──────── STORED ROWS ────────
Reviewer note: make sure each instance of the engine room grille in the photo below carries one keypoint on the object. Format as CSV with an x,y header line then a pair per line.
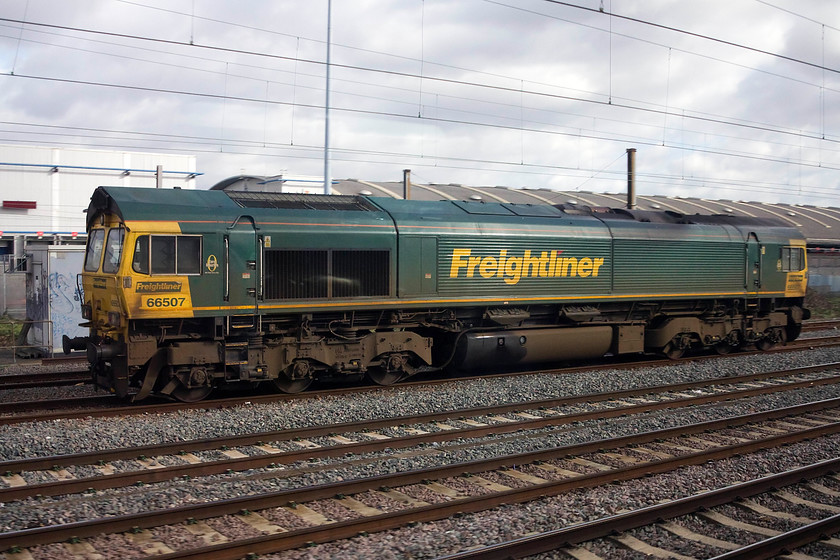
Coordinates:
x,y
291,201
326,273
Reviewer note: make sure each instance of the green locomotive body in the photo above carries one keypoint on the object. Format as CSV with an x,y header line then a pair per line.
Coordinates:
x,y
188,290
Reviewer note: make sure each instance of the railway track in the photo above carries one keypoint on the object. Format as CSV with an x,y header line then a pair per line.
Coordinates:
x,y
107,405
10,381
370,436
706,505
820,324
464,487
359,443
44,379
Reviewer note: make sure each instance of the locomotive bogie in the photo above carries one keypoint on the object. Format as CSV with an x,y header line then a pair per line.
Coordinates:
x,y
189,290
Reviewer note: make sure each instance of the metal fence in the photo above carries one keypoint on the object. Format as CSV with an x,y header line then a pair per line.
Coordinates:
x,y
13,340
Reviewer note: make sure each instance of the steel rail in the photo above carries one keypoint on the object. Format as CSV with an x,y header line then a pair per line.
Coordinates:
x,y
90,457
262,399
775,546
587,531
44,535
293,539
50,379
7,408
208,468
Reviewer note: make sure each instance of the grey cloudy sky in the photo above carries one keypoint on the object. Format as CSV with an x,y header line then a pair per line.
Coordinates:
x,y
722,99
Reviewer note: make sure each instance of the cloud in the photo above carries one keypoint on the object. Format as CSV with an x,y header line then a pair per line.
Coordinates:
x,y
474,92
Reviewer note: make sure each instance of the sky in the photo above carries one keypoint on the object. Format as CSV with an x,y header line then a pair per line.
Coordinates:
x,y
736,100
────────
Please rewrite the lines starting at the one containing "Reviewer note: make sure each instance of the sky" and ending at the end of the data as a JSON list of strings, one string per line, with blank lines left out.

§ **RESPONSE**:
[
  "Reviewer note: make sure each instance of the sky in the photo above carries one keypoint on the object. Format as CSV with an x,y header line then a pair per line.",
  "Coordinates:",
  "x,y",
  "736,100"
]